Architecture Overview

Core Components

src/
├── main.rs              # Entry point and REPL loop
├── executor/            # Command execution (modular)
│   ├── mod.rs           # Main execution engine
│   ├── expansion.rs     # Variable and wildcard expansion
│   ├── redirection.rs   # I/O redirection handling
│   ├── command.rs       # Single command and pipeline execution
│   ├── subshell.rs      # Subshell and compound commands
│   ├── async_exec.rs    # Asynchronous job execution
│   └── tests/           # Focused test modules
│       ├── mod.rs
│       ├── execution_tests.rs
│       ├── expansion_tests.rs
│       ├── redirection_tests.rs
│       ├── command_tests.rs
│       ├── subshell_tests.rs
│       └── async_tests.rs
├── parser/              # AST construction (modular)
│   ├── mod.rs           # Main parsing logic
│   ├── ast.rs           # AST type definitions
│   ├── control_flow.rs  # Control structure parsers
│   └── tests/           # Focused test modules
│       ├── mod.rs
│       ├── basic_tests.rs
│       ├── control_flow_tests.rs
│       ├── compound_tests.rs
│       ├── pipeline_tests.rs
│       ├── operator_tests.rs
│       └── redirection_tests.rs
├── lexer/               # Tokenization (modular)

*Dataset records:*

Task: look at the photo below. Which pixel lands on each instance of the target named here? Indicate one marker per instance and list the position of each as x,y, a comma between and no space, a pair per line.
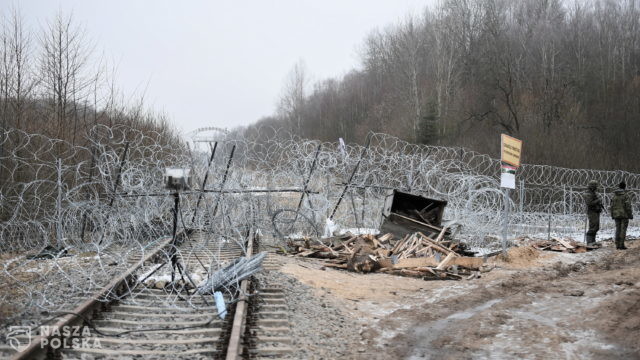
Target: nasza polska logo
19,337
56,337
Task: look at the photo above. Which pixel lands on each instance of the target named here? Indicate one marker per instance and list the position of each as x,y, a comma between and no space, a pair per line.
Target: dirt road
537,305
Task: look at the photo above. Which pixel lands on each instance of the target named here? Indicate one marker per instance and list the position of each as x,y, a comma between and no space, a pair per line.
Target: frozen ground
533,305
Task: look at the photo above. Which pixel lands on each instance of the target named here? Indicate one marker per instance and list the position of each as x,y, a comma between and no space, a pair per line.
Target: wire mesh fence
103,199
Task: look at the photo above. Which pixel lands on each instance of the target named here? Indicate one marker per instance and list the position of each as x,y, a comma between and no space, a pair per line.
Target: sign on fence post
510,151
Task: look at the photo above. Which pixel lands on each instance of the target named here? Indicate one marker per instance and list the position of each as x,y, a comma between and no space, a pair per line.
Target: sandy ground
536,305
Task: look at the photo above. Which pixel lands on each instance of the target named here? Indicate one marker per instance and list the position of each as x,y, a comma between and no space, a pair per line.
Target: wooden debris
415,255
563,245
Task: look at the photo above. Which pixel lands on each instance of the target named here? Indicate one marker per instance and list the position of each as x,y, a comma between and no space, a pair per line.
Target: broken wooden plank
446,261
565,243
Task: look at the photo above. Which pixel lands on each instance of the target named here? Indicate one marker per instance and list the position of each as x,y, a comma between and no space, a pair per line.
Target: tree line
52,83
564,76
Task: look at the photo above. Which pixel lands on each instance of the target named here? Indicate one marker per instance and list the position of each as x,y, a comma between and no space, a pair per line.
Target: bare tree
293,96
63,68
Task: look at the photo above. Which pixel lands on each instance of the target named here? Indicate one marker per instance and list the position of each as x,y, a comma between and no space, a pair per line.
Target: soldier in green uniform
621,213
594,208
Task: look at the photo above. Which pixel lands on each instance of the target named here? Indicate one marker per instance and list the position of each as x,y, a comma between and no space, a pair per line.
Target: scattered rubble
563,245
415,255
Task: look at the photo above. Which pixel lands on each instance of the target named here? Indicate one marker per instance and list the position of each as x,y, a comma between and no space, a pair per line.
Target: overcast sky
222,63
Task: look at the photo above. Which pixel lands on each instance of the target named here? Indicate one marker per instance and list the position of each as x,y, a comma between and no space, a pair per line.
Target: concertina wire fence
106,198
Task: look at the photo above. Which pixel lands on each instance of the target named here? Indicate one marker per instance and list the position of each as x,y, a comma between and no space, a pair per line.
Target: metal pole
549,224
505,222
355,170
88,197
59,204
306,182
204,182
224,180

*What to do:*
**A.** Decide whether each statement agrees with the architecture overview, and support each yes or no with the deciding words quoted from it. (i) The parser's mod.rs holds the main parsing logic. (ii) The file main.rs serves as the entry point and REPL loop. (iii) The lexer directory is described as handling AST construction.
**B.** Pick out every line of the entries that contains the word "wooden", and copy each one.

*Per-task outputs:*
**A.**
(i) Yes: "Main parsing logic"
(ii) Yes: "Entry point and REPL loop"
(iii) No: "Tokenization (modular)"

**B.**
Target: wooden debris
Target: broken wooden plank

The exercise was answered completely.